Document text:
▬▬▬▬▬▬▬▬▬▬

Scientific classification
- Kingdom: Animalia
- Phylum: Chordata
- Class: Aves
- Order: Passeriformes
- Family: Furnariidae
- Genus: Asthenes
- Species: A. heterura
- Binomial name: Asthenes heterura (Berlepsch, 1901)

= Maquis canastero =

- Genus: Asthenes
- Species: heterura
- Authority: (Berlepsch, 1901)
- Conservation status: LC

Species of bird

The maquis canastero (Asthenes heterura) is a species of bird in the Furnariinae subfamily of the ovenbird family Furnariidae. It is found in Argentina and Bolivia.

==Taxonomy and systematics==

The maquis canastero is monotypic. At times it has variously been treated as a subspecies of the canyon canastero (A. pudibunda), as conspecific with the rusty-fronted canastero (A. ottonis), and as a superspecies with the two of them. However, it might be most closely related to the very similar sharp-billed canastero (A. pyrrholeuca).

▬▬▬▬▬▬▬▬▬▬

Goal of the exercise: Can you write out the whole maquis canastero entry above, word for word, with nothing left out or changed?

▬▬▬▬▬▬▬▬▬▬

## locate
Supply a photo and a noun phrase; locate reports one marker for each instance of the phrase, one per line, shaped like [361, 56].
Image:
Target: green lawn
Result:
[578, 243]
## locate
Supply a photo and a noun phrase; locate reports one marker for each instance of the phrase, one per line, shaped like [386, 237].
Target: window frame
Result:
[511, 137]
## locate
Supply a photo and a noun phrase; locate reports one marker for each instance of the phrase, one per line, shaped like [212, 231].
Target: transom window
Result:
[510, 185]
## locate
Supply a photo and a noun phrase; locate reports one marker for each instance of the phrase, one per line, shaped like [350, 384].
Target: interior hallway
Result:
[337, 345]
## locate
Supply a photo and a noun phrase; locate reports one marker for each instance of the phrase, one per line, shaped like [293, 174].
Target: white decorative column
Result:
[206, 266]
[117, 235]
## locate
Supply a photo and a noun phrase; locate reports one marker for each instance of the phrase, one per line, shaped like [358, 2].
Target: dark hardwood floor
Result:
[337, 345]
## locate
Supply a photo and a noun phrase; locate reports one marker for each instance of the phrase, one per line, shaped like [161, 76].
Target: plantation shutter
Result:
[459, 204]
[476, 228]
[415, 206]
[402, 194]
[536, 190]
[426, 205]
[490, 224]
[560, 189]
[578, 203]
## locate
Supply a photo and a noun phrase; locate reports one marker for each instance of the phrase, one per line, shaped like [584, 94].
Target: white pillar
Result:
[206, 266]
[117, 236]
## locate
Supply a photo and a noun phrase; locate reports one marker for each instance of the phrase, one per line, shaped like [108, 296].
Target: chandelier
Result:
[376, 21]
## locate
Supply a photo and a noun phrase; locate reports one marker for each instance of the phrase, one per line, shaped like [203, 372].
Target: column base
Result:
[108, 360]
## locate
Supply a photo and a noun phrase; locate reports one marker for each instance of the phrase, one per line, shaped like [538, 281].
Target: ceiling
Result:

▬▬▬▬▬▬▬▬▬▬

Answer area:
Scientific classification
- Kingdom: Animalia
- Phylum: Chordata
- Class: Aves
- Order: Passeriformes
- Family: Furnariidae
- Genus: Asthenes
- Species: A. heterura
- Binomial name: Asthenes heterura (Berlepsch, 1901)

= Maquis canastero =

- Genus: Asthenes
- Species: heterura
- Authority: (Berlepsch, 1901)
- Conservation status: LC

Species of bird

The maquis canastero (Asthenes heterura) is a species of bird in the Furnariinae subfamily of the ovenbird family Furnariidae. It is found in Argentina and Bolivia.

==Taxonomy and systematics==

The maquis canastero is monotypic. At times it has variously been treated as a subspecies of the canyon canastero (A. pudibunda), as conspecific with the rusty-fronted canastero (A. ottonis), and as a superspecies with the two of them. However, it might be most closely related to the very similar sharp-billed canastero (A. pyrrholeuca).